Artificial Intelligence and the Death of the University

The universities have been under assault from the Left for decades, but now advanced A. I. has its destructive role to play.

A recent article by James D. Walsh in New York Magazine, widely circulated among academics, reported that “just two months after OpenAI launched ChatGPT [in 2022], a survey of 1,000 college students found that nearly 90 percent of them had used the chatbot to help with homework assignments”. The use of Generative-AI chatbots for required coursework is, if anything, even more widespread today. At elite universities, community colleges, and everything in between, students are using AI to take notes in class, produce practice tests, write essays, analyze data, and compose computer code, among other things. A freshman seems to speak for entire cohorts of undergraduates when she admits that “we rely on it, [and] we can’t really imagine being without it”. An article in The Chronicle of Higher Education quotes multiple students who are effectively addicted to the technology, and are distressed at being unable to kick the habit — because, as an NYU senior confesses, “I know I am learning NOTHING.”

Related: Do You Really Want to Teach at a University?

Do You Really Want to Teach at a University?

Substack latest. Do you want to feed the unhungry in a leftist seminary?

Comments and replies:

Tony: One of the best, and certainly the most concise, essays on the problem. The mild criticism when I was at NYU was that the universities were offering "higher skilling." Higher infantilization was right around the corner.

··········

▶ _Work request_
Reproduce the text above on AI and the university in full, word for word.

▶ _Data listing_

··········

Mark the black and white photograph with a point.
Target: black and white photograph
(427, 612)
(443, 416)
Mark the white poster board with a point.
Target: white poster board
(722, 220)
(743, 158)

··········

▶ _Problem solution_
Artificial Intelligence and the Death of the University

The universities have been under assault from the Left for decades, but now advanced A. I. has its destructive role to play.

A recent article by James D. Walsh in New York Magazine, widely circulated among academics, reported that “just two months after OpenAI launched ChatGPT [in 2022], a survey of 1,000 college students found that nearly 90 percent of them had used the chatbot to help with homework assignments”. The use of Generative-AI chatbots for required coursework is, if anything, even more widespread today. At elite universities, community colleges, and everything in between, students are using AI to take notes in class, produce practice tests, write essays, analyze data, and compose computer code, among other things. A freshman seems to speak for entire cohorts of undergraduates when she admits that “we rely on it, [and] we can’t really imagine being without it”. An article in The Chronicle of Higher Education quotes multiple students who are effectively addicted to the technology, and are distressed at being unable to kick the habit — because, as an NYU senior confesses, “I know I am learning NOTHING.”

Related: Do You Really Want to Teach at a University?

Do You Really Want to Teach at a University?

Substack latest. Do you want to feed the unhungry in a leftist seminary?

Comments and replies:

Tony: One of the best, and certainly the most concise, essays on the problem. The mild criticism when I was at NYU was that the universities were offering "higher skilling." Higher infantilization was right around the corner.